Answer these questions using the tribute to Nanny B.
1. At which school did Jessica Hayles train?
2. How many kilometres did the nan travel, and between which two places?
3. What does the nan scream when she picks up the phone?

TEXT PROVIDED:
►
"She picks up the phone and screams “Good morning my friend” before she knows who’s calling."
For performer and writer Jessica Hayles there is one person who she knows inspired all of her own achievements. In a glorious piece for our Bank Holiday 100 voices for 100 years and 90th voice, Jessica pays Nanny B a tribute.
Jessica Hayles is an actress working in stage, screen and radio, including various credits for the BBC such as Doctor Who. She trained at the Royal Welsh College of Music and Drama and was awarded the Carleton Hobbs 2012 Best Solo and Best Group Piece. Jessica is a founding member and Associate Artist for the award winning theatre company NOT TOO TAME.
Enough Just To Be
When I think of women and I think of achievements and I think of me; I have many. Achievements. But they’re small. Are they not enough? Do they not compare? I haven’t achieved great things. I haven’t overcome anything huge. I haven’t changed the world in a way I‘d like to, but I’m still proud. I still feel like I have. That everyday or every week or every year I have. And I will. I have no doubt about that.
When I think of women and I think of achievements and I think of me. I just can’t award me mine. I feel it’s not where its due. Yes I work hard. Yes I’m friendly. Yes I jog. I have a degree from a prestigious drama school. I have GCSE’s. I followed my dream job. I travelled the world. I gave up smoking. I learnt to not need my father. But all this achievement feels like it belongs to other women. Other women in my life that gave me that opportunity. My Mother. My Sister. My Grandma. My Nan.
My Nan. Now she has achievements. I know she sees an achievement in me. Sometimes at a distance. A generational distance. A cultural distance. A linguistic distance. But me.
My nan came all the way from Jamaica. She left her family. In a tired house in rural Jamaica and travelled the 7360 kilometres from Kingston to Bristol for me. For our family. She tells of a banana boat, a tough journey yet exciting. That’s an achievement. She tells of receiving quite the opposite of the grateful & welcoming response she was expecting, that had been sold to her. By ‘keeping me ead down, and paying no one no mind’, for me. She tells LITTLE of the hardship she experienced in Jamaica so poor, so desperate, so needy after 250 years of slavery, for me. She doesn’t want to dim me. She tells of the jobs she’s done for years and years here. The cleaning, the hospitals, the sewing, the cooking, the motherhood, the struggle, the adversity, for me.
And what I see. Is a woman with a great spirit. A vivacity for life. A charm and cheek that makes everybody bright. She picks up the phone and screams “Good morning my friend” before she knows who’s calling. She banters the butcher. The toddler. The homeless man. The preacher. She has a love that’s grown with her achievements. It escaped. A woman that has achieved so much when having so little. In the face of daily difficulty…
When she looks at me I see her see what she’s achieved. She’s modest, don’t get me wrong. But she cannot see it in herself, she sees it in me. And that’s ok. She can’t write of her achievements. Literally. She can’t write of mine. But I can. Together we have many. Because she let me be.
◄
LISTED ENTRIES:
►
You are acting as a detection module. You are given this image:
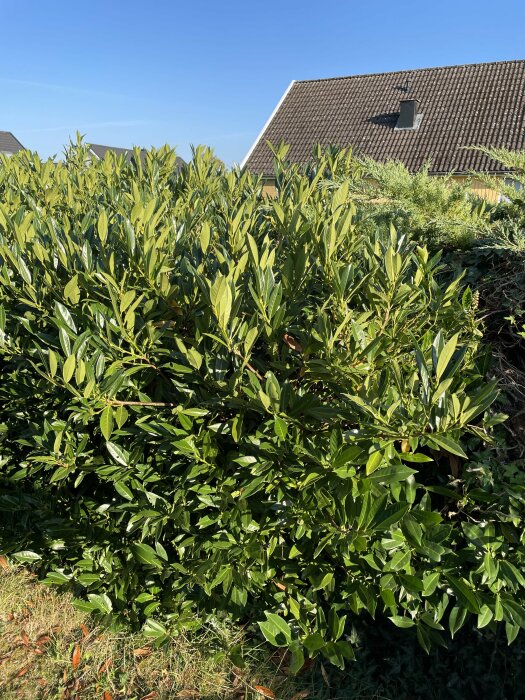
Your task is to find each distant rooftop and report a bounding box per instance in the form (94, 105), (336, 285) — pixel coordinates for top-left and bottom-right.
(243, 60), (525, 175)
◄
►
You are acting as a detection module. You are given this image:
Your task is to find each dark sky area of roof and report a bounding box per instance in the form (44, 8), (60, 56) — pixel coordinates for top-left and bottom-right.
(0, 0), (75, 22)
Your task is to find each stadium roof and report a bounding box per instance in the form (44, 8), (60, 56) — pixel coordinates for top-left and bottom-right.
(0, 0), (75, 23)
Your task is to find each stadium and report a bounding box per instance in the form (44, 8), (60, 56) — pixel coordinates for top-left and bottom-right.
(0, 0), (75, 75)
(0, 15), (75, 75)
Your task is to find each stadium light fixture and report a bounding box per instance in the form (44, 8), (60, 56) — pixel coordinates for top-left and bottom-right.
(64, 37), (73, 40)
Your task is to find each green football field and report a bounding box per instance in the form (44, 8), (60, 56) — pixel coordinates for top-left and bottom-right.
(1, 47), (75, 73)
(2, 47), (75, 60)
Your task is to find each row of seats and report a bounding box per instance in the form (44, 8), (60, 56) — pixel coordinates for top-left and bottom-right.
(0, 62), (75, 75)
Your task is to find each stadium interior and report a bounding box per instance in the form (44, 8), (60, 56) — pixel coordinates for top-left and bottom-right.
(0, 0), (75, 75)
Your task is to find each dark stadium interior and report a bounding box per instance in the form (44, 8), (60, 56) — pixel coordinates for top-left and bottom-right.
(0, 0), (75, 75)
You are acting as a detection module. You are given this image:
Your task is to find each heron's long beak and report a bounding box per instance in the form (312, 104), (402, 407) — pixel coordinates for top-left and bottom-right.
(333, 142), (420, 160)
◄
►
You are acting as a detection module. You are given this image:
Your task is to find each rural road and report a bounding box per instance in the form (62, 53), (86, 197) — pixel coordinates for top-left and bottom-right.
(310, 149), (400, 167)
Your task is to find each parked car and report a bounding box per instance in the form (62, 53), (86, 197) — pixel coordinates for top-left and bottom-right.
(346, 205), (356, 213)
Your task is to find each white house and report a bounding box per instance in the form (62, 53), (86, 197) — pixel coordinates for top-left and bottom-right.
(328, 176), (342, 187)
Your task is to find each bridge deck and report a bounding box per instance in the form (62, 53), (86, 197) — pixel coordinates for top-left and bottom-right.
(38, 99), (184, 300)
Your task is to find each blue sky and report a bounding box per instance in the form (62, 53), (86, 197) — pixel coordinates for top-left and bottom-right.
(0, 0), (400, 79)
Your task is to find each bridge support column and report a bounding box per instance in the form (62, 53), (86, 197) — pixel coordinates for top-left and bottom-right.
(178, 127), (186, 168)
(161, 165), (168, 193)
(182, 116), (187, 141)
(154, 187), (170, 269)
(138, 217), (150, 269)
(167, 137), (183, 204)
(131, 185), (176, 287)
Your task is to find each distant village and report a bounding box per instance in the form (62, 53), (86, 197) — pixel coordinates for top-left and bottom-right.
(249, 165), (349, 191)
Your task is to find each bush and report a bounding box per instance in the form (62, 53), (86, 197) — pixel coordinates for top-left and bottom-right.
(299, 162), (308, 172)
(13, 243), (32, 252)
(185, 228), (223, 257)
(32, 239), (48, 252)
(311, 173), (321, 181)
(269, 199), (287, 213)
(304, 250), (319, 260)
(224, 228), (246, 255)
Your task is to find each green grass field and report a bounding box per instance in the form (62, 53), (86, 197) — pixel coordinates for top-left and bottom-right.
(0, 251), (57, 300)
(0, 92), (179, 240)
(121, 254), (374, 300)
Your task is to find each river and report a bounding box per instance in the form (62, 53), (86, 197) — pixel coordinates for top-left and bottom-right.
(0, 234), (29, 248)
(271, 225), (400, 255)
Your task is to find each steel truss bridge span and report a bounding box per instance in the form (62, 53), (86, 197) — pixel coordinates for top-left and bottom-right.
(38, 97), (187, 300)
◄
EXERCISE RESPONSE:
1. The Royal Welsh College of Music and Drama.
2. 7360 kilometres, from Kingston to Bristol.
3. "Good morning my friend."